Saved data entries:
----
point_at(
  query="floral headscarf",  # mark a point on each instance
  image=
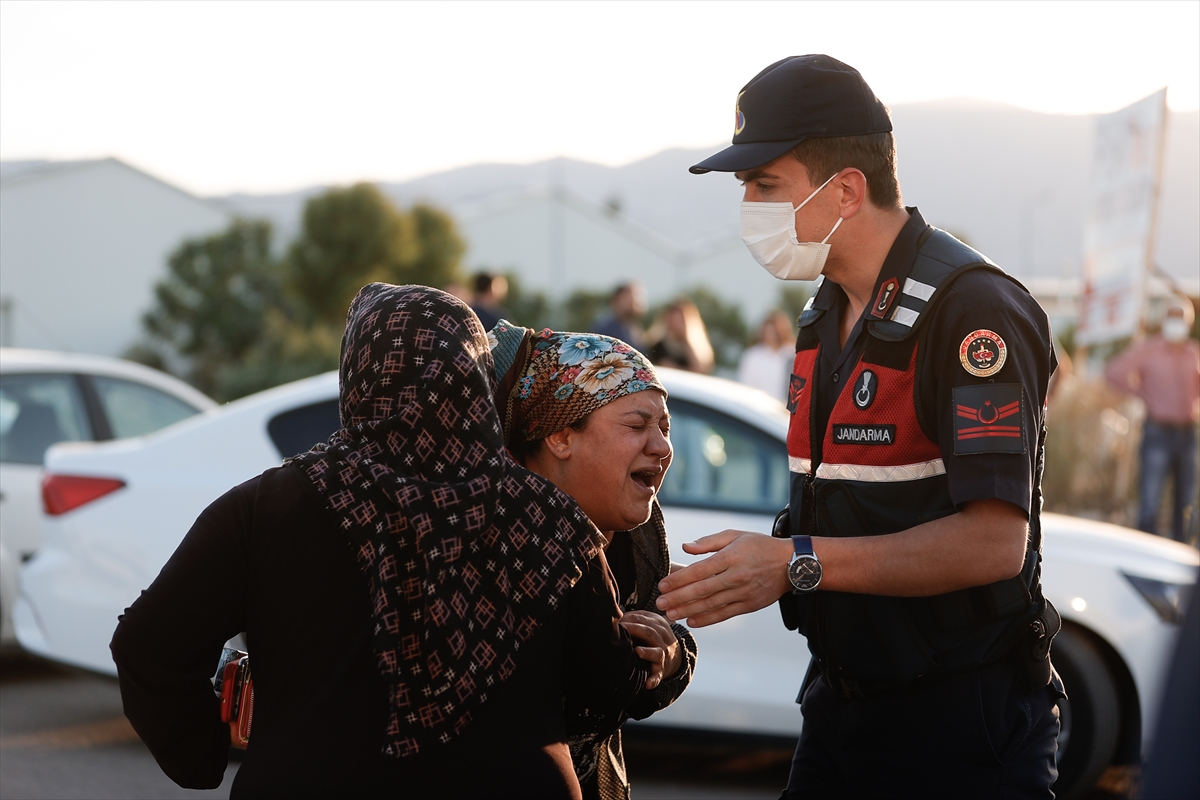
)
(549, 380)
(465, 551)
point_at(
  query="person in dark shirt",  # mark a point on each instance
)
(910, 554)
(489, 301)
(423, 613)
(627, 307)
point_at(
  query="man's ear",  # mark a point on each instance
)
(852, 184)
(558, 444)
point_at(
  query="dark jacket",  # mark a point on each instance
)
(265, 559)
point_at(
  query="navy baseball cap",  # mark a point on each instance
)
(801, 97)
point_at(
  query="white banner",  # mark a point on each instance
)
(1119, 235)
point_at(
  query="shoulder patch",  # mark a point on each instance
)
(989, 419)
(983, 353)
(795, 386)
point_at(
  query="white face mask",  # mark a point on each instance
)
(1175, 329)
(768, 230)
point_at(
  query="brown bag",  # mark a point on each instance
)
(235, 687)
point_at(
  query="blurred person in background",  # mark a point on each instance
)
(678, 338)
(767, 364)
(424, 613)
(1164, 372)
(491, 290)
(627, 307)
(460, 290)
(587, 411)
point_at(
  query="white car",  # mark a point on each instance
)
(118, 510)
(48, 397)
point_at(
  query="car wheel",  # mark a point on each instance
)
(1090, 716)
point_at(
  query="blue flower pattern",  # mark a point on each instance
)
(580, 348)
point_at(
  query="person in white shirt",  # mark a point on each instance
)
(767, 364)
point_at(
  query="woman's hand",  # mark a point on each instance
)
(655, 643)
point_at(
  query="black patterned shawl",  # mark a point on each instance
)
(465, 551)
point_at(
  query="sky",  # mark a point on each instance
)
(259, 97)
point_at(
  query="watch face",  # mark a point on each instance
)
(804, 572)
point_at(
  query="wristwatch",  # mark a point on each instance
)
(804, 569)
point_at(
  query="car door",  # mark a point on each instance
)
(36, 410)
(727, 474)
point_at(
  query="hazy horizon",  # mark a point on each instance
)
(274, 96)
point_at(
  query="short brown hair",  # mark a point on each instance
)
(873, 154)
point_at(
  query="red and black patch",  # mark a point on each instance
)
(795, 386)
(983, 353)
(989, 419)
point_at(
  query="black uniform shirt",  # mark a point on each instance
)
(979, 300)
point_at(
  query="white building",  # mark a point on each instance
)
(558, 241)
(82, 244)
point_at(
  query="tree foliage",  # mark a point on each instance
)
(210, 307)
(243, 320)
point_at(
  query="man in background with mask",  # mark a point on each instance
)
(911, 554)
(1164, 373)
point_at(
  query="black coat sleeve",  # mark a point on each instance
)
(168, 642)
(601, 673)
----
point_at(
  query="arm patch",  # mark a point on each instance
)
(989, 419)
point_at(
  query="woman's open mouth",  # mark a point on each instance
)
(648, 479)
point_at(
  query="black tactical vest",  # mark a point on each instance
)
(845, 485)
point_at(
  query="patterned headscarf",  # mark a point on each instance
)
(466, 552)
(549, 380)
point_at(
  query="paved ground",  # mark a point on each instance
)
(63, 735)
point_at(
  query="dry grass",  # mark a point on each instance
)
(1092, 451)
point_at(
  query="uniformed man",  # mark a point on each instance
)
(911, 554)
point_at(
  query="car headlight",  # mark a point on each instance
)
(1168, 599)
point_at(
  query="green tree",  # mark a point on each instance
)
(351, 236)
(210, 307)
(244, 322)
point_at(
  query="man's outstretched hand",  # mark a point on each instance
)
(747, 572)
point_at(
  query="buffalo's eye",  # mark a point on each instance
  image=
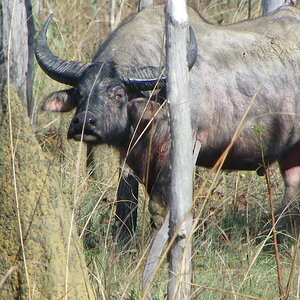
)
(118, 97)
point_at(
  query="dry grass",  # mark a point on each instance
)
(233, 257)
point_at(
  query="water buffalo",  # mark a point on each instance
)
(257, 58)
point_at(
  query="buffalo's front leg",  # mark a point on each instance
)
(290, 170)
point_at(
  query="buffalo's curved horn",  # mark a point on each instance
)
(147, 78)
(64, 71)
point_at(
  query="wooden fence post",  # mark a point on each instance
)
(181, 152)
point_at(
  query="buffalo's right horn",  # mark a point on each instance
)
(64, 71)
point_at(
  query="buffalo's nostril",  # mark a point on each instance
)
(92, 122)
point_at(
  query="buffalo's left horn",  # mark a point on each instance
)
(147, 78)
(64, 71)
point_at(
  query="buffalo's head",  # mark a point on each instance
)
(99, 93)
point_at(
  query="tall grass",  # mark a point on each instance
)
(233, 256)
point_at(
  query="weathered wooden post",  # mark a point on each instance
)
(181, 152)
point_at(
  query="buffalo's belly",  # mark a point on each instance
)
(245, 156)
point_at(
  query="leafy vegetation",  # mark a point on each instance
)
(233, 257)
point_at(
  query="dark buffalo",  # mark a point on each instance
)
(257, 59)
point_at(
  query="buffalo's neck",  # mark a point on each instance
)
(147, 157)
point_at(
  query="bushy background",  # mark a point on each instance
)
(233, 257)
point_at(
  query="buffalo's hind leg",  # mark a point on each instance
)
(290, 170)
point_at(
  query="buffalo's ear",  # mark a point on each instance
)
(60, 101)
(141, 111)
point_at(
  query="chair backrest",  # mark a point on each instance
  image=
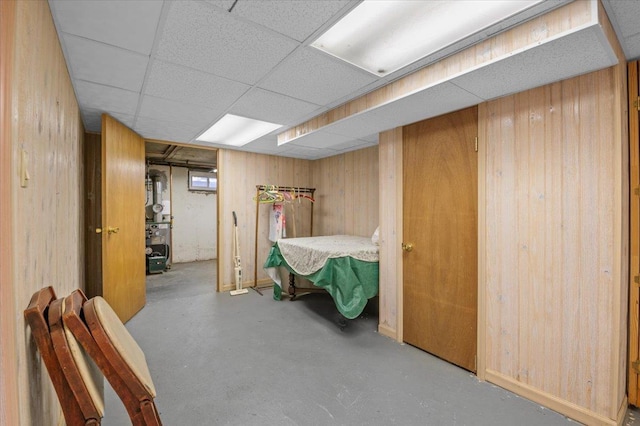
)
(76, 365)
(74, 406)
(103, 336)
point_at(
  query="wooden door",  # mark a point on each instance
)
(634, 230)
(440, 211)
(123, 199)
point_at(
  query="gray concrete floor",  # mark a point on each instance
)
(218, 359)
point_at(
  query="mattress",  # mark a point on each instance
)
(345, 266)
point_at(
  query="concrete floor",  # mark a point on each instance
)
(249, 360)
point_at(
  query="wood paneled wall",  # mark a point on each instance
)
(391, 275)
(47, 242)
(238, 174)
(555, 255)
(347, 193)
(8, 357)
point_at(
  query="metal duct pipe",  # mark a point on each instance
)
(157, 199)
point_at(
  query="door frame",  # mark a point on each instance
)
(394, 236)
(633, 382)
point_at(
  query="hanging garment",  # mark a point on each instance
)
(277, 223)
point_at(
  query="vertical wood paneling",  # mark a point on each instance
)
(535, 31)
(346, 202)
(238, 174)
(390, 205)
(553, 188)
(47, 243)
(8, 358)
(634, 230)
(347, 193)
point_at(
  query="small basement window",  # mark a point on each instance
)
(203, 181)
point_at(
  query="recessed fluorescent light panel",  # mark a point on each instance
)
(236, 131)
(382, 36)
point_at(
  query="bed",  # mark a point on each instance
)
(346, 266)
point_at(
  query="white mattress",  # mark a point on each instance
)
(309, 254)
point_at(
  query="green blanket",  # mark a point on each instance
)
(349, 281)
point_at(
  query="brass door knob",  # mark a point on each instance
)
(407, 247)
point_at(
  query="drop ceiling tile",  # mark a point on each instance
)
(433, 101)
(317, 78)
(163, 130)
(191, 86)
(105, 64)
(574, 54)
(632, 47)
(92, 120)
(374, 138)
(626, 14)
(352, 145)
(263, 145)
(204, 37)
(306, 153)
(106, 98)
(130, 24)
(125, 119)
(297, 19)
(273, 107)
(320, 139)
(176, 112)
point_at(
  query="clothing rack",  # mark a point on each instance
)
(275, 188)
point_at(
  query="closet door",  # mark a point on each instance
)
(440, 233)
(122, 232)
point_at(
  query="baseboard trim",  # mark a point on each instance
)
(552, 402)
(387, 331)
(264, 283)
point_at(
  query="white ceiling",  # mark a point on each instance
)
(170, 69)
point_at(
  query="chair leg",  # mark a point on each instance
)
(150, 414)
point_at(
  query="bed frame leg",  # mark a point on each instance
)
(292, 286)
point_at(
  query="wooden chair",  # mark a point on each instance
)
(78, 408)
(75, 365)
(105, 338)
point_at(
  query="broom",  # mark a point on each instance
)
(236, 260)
----
_Given task:_ Pull out each line of the records that contains the word "dark".

_Output of the exercise:_
  query="person in dark shirt",  # mark a point on each instance
  query="dark jacket",  # mark a point on each instance
  query="dark buffalo",  # mark a point on each instance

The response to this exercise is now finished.